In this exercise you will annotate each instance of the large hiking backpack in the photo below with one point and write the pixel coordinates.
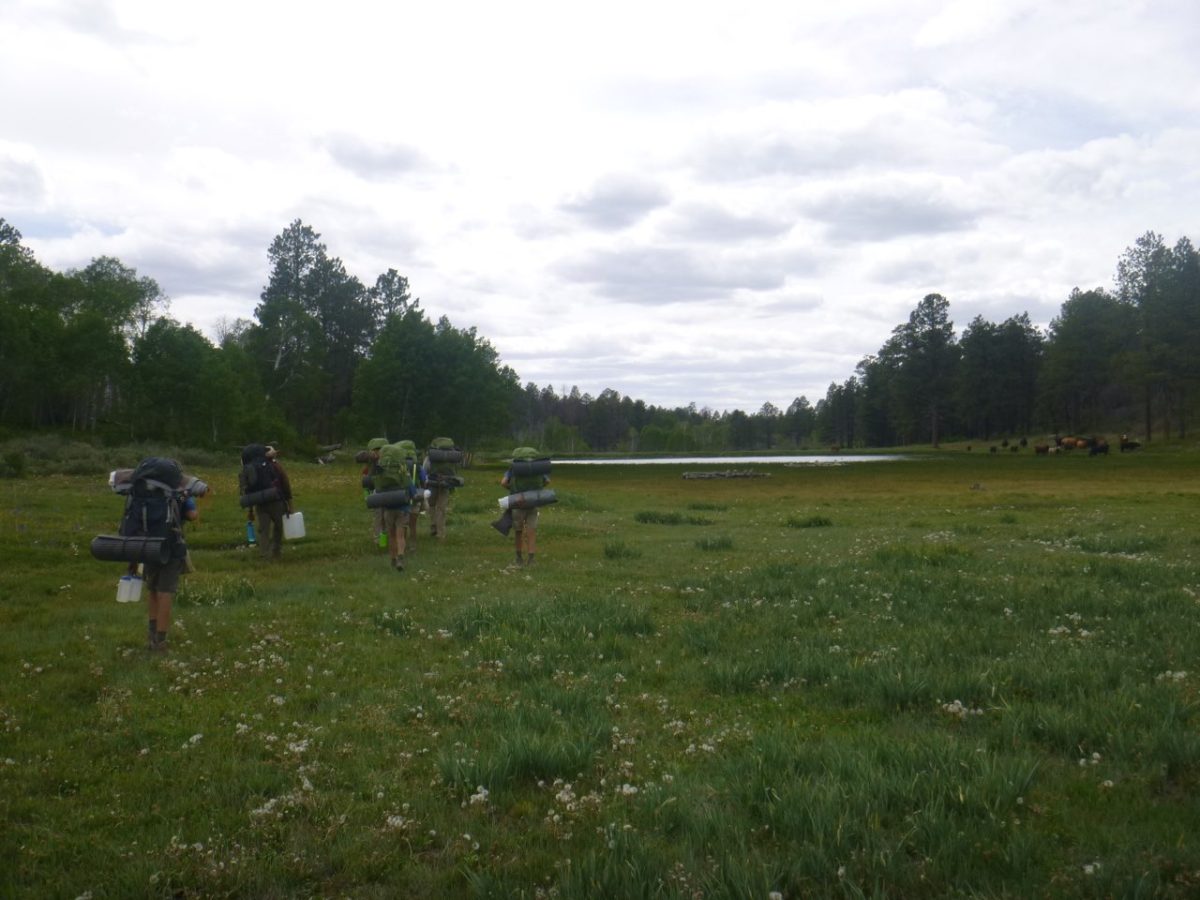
(529, 469)
(153, 504)
(394, 479)
(444, 459)
(258, 474)
(396, 467)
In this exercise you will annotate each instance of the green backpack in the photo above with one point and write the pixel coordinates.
(395, 467)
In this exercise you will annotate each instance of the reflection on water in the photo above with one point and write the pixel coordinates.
(822, 460)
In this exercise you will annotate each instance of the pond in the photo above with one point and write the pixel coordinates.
(821, 460)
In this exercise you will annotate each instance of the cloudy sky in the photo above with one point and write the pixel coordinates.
(724, 203)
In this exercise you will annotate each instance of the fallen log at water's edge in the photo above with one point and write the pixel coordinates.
(730, 473)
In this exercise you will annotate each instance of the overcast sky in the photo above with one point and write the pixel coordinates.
(725, 203)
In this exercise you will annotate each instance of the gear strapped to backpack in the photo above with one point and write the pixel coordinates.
(258, 477)
(395, 478)
(529, 471)
(444, 459)
(150, 529)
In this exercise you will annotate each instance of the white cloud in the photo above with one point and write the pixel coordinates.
(683, 202)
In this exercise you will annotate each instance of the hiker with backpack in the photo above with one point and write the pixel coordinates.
(418, 475)
(442, 475)
(267, 495)
(395, 486)
(529, 472)
(159, 501)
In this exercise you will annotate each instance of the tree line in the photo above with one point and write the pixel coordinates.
(327, 359)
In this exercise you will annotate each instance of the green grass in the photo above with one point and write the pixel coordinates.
(979, 682)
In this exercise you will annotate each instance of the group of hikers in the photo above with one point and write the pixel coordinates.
(160, 498)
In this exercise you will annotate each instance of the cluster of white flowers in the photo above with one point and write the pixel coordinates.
(959, 711)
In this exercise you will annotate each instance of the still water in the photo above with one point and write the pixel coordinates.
(822, 460)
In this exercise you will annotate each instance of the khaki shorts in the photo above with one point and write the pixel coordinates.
(396, 519)
(163, 579)
(525, 519)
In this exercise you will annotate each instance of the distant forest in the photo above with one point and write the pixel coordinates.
(327, 359)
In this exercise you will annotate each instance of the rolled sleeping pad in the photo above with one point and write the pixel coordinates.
(522, 468)
(389, 499)
(259, 497)
(121, 481)
(441, 455)
(528, 499)
(114, 549)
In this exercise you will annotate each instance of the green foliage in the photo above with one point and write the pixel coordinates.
(619, 550)
(809, 521)
(943, 703)
(670, 517)
(709, 545)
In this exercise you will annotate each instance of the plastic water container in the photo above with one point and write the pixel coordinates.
(129, 589)
(293, 527)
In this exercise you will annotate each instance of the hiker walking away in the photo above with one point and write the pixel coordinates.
(157, 508)
(371, 457)
(525, 520)
(418, 477)
(267, 495)
(442, 475)
(394, 490)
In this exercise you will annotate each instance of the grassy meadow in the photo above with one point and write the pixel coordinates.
(960, 675)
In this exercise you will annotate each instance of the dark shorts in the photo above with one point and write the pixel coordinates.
(163, 579)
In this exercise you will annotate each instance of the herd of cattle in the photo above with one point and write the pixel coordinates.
(1093, 445)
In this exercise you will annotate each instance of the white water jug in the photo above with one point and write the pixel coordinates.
(129, 589)
(293, 526)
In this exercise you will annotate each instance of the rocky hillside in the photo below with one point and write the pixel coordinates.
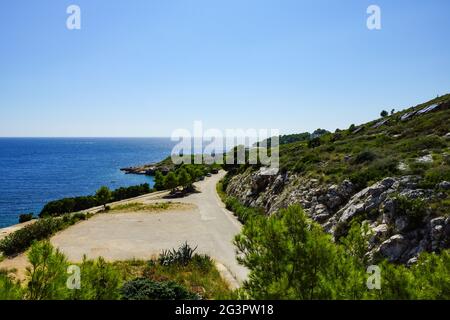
(392, 173)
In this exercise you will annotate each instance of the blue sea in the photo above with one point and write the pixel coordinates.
(34, 171)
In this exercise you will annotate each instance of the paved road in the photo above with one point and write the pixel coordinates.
(119, 236)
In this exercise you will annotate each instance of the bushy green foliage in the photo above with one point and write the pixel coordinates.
(25, 217)
(435, 175)
(21, 239)
(146, 289)
(374, 172)
(130, 192)
(181, 257)
(364, 156)
(290, 257)
(171, 181)
(428, 279)
(47, 273)
(184, 178)
(103, 195)
(159, 181)
(99, 281)
(43, 228)
(342, 155)
(415, 209)
(9, 289)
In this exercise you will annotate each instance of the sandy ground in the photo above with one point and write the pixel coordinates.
(202, 221)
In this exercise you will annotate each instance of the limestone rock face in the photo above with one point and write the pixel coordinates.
(394, 247)
(395, 235)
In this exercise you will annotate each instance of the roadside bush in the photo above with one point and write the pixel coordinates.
(9, 289)
(25, 217)
(47, 273)
(146, 289)
(130, 192)
(180, 257)
(21, 239)
(291, 257)
(364, 156)
(100, 281)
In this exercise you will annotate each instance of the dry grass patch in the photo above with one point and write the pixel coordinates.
(149, 207)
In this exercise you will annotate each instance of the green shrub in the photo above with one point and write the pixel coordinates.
(180, 257)
(415, 209)
(202, 262)
(291, 257)
(25, 217)
(242, 212)
(364, 156)
(99, 281)
(46, 273)
(146, 289)
(9, 289)
(436, 175)
(377, 170)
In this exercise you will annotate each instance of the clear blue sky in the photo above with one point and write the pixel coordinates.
(147, 67)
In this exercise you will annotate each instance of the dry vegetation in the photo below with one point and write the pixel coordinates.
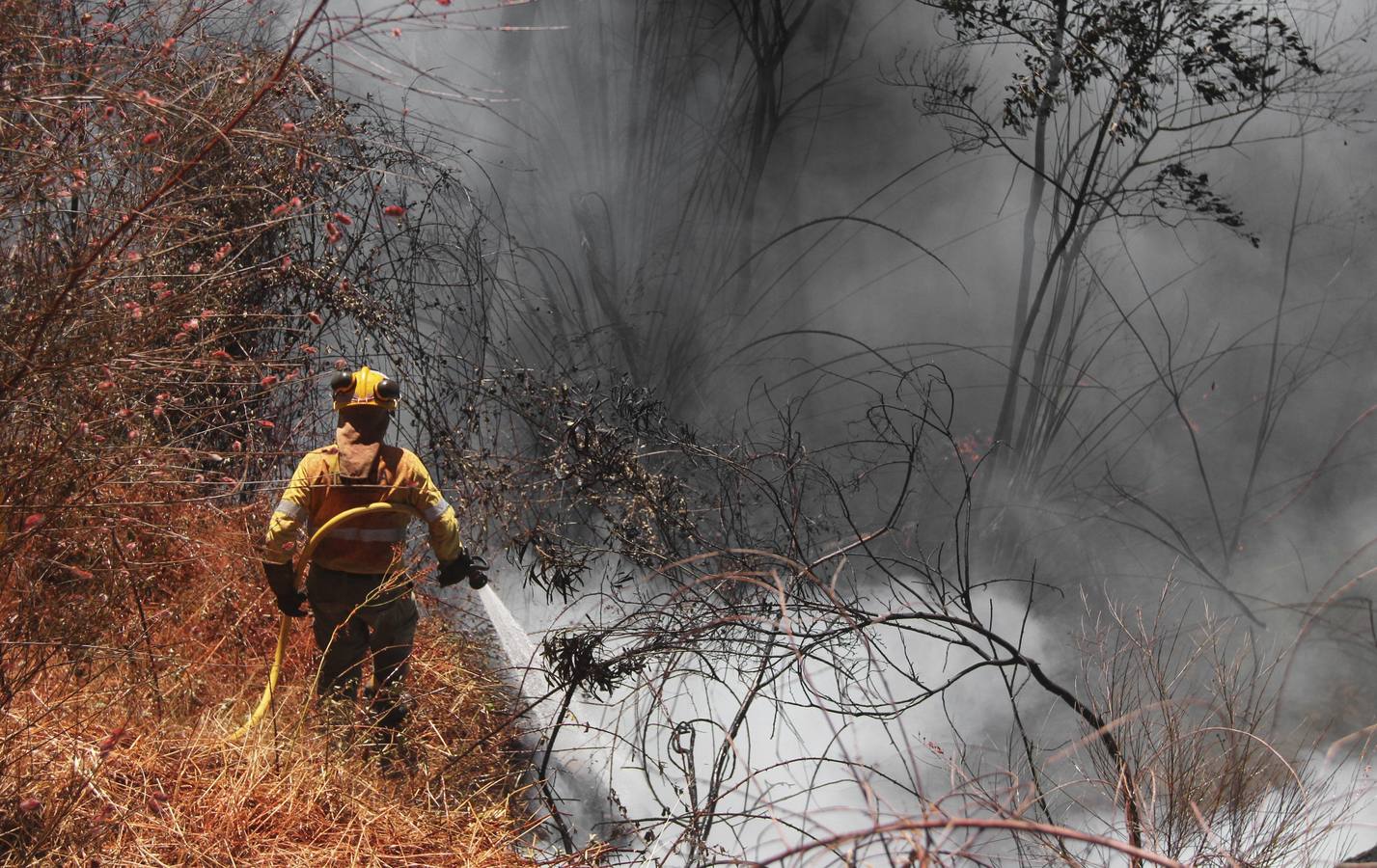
(165, 203)
(116, 748)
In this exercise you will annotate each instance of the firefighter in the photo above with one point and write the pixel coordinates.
(361, 603)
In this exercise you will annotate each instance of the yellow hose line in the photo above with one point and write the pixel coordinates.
(286, 628)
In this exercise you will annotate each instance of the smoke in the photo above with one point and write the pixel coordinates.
(737, 268)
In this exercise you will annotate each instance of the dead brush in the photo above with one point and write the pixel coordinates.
(119, 752)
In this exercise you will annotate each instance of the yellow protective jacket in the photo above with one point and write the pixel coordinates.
(370, 544)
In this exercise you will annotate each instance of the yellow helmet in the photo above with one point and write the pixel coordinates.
(365, 388)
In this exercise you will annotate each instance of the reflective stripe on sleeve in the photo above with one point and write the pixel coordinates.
(437, 510)
(370, 534)
(292, 510)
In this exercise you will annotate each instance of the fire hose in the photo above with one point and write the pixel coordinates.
(286, 626)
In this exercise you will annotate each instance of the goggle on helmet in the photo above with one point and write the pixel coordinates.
(365, 388)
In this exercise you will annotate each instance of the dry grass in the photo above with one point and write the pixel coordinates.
(116, 750)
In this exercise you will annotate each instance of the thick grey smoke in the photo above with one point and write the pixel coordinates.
(667, 234)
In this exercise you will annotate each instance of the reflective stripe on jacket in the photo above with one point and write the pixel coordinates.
(318, 491)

-------------------------

WRITTEN EXERCISE:
Copy the records word for word, starting at the line containing "In this exercise you will annotate each instance of the goggle" and continuing through the last line of the records.

ANSWER TO THE PROBLEM:
In this exercise you will annotate each instance of the goggle on helmet in the photo above with one point and write the pixel coordinates.
(365, 388)
In this exercise you will annotate each instance of the dry grass in the photo above with one point and write the pixel coordinates.
(116, 750)
In this exercise you will annotate each instance of the thick grey smoke in the photo above with one point and write the pixel coordinates.
(667, 234)
In this exercise you will annotate each instance of the reflective stripe on jacket in the photo above with one point and write the pixel coordinates.
(318, 491)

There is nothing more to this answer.